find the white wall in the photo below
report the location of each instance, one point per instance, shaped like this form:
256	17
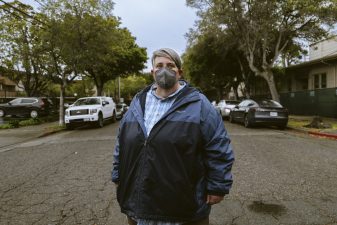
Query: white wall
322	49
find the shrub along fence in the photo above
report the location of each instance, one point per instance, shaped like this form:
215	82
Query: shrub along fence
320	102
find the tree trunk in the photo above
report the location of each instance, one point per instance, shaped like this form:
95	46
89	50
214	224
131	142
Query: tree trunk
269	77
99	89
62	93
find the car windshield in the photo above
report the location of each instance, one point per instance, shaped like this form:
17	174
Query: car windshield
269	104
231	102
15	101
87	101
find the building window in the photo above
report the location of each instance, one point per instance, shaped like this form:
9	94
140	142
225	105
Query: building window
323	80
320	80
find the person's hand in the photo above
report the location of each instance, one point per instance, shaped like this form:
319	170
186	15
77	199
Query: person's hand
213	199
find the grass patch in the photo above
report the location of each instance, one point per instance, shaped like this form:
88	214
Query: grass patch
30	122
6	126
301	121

※

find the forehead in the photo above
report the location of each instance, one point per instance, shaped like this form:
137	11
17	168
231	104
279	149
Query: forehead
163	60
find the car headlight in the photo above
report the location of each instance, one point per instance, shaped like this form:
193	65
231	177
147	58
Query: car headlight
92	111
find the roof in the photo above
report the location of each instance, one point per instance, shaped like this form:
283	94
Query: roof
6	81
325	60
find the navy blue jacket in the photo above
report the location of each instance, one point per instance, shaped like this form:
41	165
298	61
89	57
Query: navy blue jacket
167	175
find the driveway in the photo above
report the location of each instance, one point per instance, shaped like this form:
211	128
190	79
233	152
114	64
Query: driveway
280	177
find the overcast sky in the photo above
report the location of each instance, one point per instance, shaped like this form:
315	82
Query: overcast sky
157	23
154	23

※

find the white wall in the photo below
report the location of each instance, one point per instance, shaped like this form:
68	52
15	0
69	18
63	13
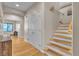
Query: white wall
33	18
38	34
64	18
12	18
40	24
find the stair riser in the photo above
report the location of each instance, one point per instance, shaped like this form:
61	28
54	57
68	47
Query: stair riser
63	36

※

— WORK TO DO —
How many lines of the records above contain the string "stair", with case taken into account? Reply with the number alone.

— TASK RESULT —
2